• [YOUR ASSIGNMENT] Give all of the data below again exactly, and drop the images.

• [MATERIALS PROVIDED]
- Opening Delimiter -

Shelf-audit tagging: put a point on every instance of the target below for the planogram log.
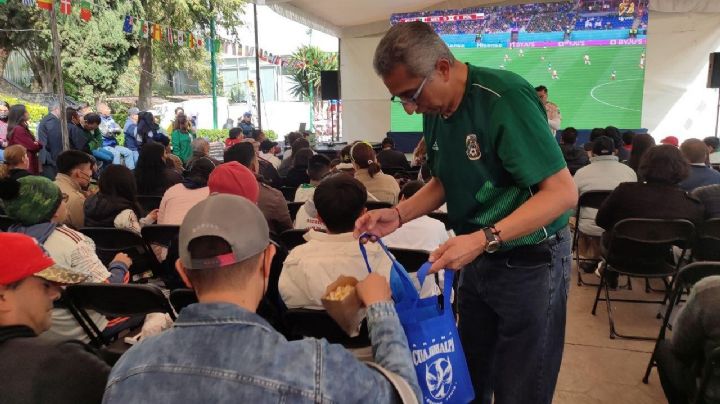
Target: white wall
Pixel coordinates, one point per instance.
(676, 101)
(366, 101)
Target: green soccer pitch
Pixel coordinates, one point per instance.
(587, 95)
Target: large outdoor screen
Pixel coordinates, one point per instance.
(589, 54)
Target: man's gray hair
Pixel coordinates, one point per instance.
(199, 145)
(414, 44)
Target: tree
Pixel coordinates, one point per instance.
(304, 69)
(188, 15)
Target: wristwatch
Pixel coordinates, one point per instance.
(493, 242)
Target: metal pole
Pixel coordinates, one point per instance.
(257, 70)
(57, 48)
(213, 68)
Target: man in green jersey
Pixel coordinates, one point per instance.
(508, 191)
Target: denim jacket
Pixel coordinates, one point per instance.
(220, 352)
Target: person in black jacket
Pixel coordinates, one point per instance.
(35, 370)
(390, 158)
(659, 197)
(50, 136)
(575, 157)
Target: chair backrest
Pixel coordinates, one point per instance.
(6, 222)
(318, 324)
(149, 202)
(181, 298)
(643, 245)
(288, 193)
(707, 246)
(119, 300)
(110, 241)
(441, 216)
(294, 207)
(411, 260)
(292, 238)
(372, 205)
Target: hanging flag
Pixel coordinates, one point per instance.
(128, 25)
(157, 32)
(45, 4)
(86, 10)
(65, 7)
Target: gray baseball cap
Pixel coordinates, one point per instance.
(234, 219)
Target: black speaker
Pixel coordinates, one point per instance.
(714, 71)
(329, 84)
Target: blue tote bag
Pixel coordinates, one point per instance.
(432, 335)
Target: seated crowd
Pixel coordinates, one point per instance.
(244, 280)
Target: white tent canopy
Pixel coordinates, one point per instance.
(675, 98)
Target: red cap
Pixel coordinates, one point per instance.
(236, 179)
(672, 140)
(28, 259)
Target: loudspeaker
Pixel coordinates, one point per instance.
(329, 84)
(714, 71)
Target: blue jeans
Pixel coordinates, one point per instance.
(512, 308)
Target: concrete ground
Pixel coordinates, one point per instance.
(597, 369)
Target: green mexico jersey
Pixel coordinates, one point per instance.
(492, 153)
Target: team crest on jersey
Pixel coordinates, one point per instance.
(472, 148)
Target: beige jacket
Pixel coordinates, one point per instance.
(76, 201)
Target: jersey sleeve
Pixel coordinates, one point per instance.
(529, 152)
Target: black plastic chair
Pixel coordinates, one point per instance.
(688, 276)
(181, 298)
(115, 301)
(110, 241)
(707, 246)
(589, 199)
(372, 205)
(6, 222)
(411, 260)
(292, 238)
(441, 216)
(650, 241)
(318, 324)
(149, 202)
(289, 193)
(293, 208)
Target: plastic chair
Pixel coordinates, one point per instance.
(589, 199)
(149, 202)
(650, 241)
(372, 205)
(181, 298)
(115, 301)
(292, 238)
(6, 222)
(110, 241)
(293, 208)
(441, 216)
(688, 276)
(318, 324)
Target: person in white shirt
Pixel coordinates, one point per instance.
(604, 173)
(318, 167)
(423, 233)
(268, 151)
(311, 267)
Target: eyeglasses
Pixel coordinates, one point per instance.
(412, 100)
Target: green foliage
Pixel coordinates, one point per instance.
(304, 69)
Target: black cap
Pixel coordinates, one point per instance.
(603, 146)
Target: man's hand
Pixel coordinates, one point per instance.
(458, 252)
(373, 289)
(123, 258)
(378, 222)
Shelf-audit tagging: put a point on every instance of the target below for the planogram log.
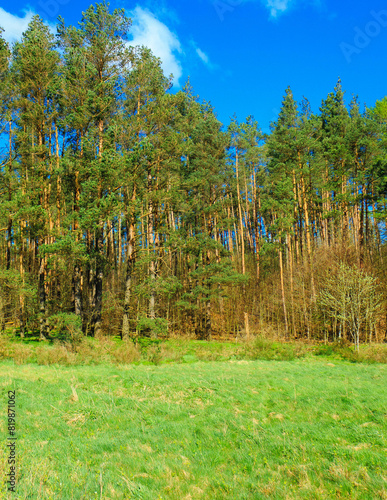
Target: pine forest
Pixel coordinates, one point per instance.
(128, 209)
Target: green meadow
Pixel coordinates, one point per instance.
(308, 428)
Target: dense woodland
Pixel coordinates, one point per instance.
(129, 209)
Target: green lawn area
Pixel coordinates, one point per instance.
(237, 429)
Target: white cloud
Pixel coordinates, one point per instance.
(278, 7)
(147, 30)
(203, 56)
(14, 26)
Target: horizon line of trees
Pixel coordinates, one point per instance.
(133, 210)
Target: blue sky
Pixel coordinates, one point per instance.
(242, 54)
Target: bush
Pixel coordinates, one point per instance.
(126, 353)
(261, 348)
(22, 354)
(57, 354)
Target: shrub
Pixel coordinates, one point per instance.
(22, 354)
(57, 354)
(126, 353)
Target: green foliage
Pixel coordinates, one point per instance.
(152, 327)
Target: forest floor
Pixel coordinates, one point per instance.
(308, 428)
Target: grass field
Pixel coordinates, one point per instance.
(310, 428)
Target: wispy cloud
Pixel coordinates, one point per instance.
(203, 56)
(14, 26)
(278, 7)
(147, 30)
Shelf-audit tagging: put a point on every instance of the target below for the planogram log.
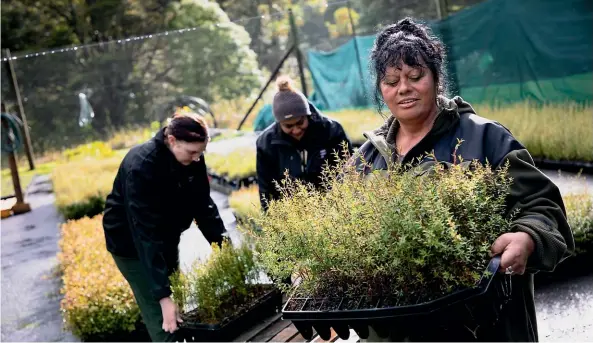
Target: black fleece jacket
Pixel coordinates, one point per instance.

- Closing Delimiter -

• [SOLUTION TO THIS EXERCISE]
Shelf-audit tagging: put a point on every instance of the target below for the planogram log.
Target: white wall
Pixel coordinates, one point per instance.
(676, 101)
(366, 101)
Target: green soccer pitch
Pixel coordinates, one point per instance.
(587, 95)
Target: large outdoor screen
Pixel coordinates, one point per instance.
(589, 54)
Target: man's gray hair
Pixel coordinates, one point per instance.
(199, 145)
(414, 44)
Target: tree
Pixel coordinates, one point per instance.
(304, 69)
(188, 15)
Target: wristwatch
Pixel coordinates, one point per instance.
(493, 242)
Target: metal pole
Pixel coordinates, one point per instance.
(257, 70)
(57, 48)
(213, 68)
Target: man in green jersey
Pixel coordinates, one point per instance.
(508, 191)
Target: denim jacket
Pixel coordinates, one point per instance.
(220, 352)
Target: person in black jacket
Pixel coordinates, one point per instance.
(35, 370)
(390, 158)
(659, 197)
(50, 136)
(575, 157)
Target: chair backrest
Pixel coordinates, one point per instance.
(6, 222)
(318, 324)
(149, 202)
(181, 298)
(643, 245)
(288, 193)
(707, 246)
(119, 300)
(110, 241)
(441, 216)
(294, 207)
(411, 260)
(292, 238)
(372, 205)
Target: hanging flag
Pixel coordinates, one point per instance.
(128, 25)
(157, 32)
(45, 4)
(86, 10)
(65, 7)
Target: gray baseball cap
Pixel coordinates, one point per instance.
(234, 219)
Target: black speaker
Pixel coordinates, one point per instance.
(714, 71)
(329, 84)
Target: blue tote bag
Pixel coordinates, one point per instance.
(432, 335)
Target: seated crowd
Pixel coordinates, one point per instance.
(244, 280)
Target: white tent canopy
Pixel coordinates, one point per instance.
(675, 98)
Target: red cap
Pixel coordinates, one point per instance.
(236, 179)
(672, 140)
(28, 259)
Target: loudspeaker
Pixel coordinates, one point per instance.
(329, 84)
(714, 71)
Target: blue jeans
Pixel coordinates, one point per instance.
(512, 308)
Target: concrete ground
Pixel coordinates, one point per instance.
(597, 369)
Target: green mexico jersey
Pixel coordinates, one point per instance.
(492, 153)
Target: team crest on jersey
Pixel coordinates, one point per instance.
(472, 148)
Target: beige jacket
Pixel coordinates, one point per instance.
(76, 201)
Target: jersey sleeve
Pixel coordinates, one point per instance.
(529, 152)
Target: black plastic chair
Pixel coordinates, one point per instance.
(688, 276)
(181, 298)
(115, 301)
(110, 241)
(707, 246)
(589, 199)
(372, 205)
(6, 222)
(411, 260)
(292, 238)
(441, 216)
(650, 241)
(318, 324)
(149, 202)
(289, 193)
(293, 208)
Target: plastic chair
Pixel coordinates, one point per instance.
(589, 199)
(149, 202)
(650, 241)
(372, 205)
(181, 298)
(115, 301)
(292, 238)
(6, 222)
(110, 241)
(293, 208)
(441, 216)
(688, 276)
(318, 324)
Target: person in white shirt
Pixel coordinates, one point per instance.
(604, 173)
(318, 167)
(423, 233)
(268, 151)
(311, 267)
Target: eyeglasses
Pixel coordinates, one point per instance.
(412, 100)
Target: green foliage
Pixel coordinates, one point per instance.
(304, 69)
Target: black cap
Pixel coordinates, one point per instance.
(603, 146)
Target: man's hand
Pixel coordinates, one point per instance.
(458, 252)
(373, 289)
(123, 258)
(378, 222)
Shelf-audit tagging: put a point on every instance of the target below for the planogram log.
Target: pine forest
Pixel coordinates, one point per instance.
(128, 209)
Target: green meadow
Pixel coordinates, one point per instance.
(308, 428)
Target: dense woodland
Pixel coordinates, one point per instance.
(129, 209)
Target: green lawn area
Pixel coordinates, one point per instance.
(237, 429)
Target: white cloud
Pixel coordinates, one point per instance.
(278, 7)
(147, 30)
(203, 56)
(14, 26)
Target: horizon line of trees
Pixel coordinates, one point per instance.
(133, 210)
Target: blue sky
Pixel coordinates, one point per instance.
(242, 54)
Target: bush
Pixel coordinates, one point per instance.
(126, 353)
(261, 348)
(22, 354)
(57, 354)
Target: shrub
Pixel coordinates, one point per instance.
(22, 354)
(57, 354)
(126, 353)
Target: green foliage
Pixel coordinates, one point per instance.
(152, 327)
Target: forest floor
Pixel coordinates, one point per instance.
(308, 428)
Target: grass field
Pixel coordinates, one point per instance.
(310, 428)
Target: wispy cloud
Pixel coordinates, one point per instance.
(203, 56)
(14, 26)
(278, 7)
(147, 30)
Shelf-audit tagging: put a point on every instance of the target below for the planogram log.
Target: black fleece jacket
Pixel coordinates, one point per instance.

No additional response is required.